Dataset entries:
────────
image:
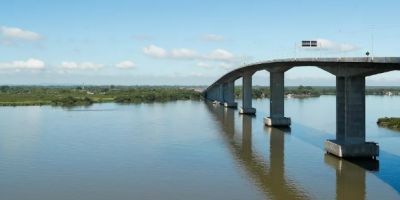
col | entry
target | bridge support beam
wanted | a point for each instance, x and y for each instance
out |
(277, 105)
(247, 98)
(229, 95)
(350, 120)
────────
Copy out the records above line for line, without the pictures.

image:
col | entry
target | bridge support beam
wanted | a point for each instance, x and y for each instance
out |
(277, 105)
(247, 98)
(229, 95)
(350, 120)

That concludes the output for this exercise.